Select each line of the records below that contains the word "point" and copy it out in full.

▸ Records for processing:
+---+

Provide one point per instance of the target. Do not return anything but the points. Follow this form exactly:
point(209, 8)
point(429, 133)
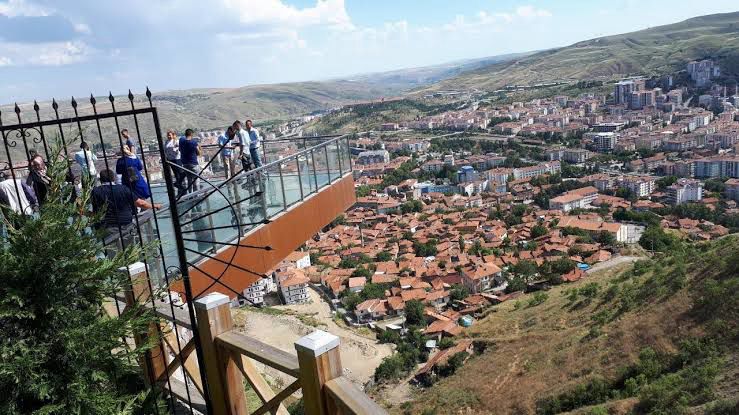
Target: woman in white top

+---+

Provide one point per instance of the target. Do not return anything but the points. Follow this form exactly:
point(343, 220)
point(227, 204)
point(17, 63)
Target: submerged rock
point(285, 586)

+---+

▸ Result of this exercise:
Provide one point per instance of the target. Do not return anything but the points. Follow this form exactly:
point(209, 8)
point(429, 133)
Provide one point per instance of the target. Do not return anything but the points. Follow this form exactly:
point(343, 220)
point(227, 204)
point(17, 63)
point(285, 586)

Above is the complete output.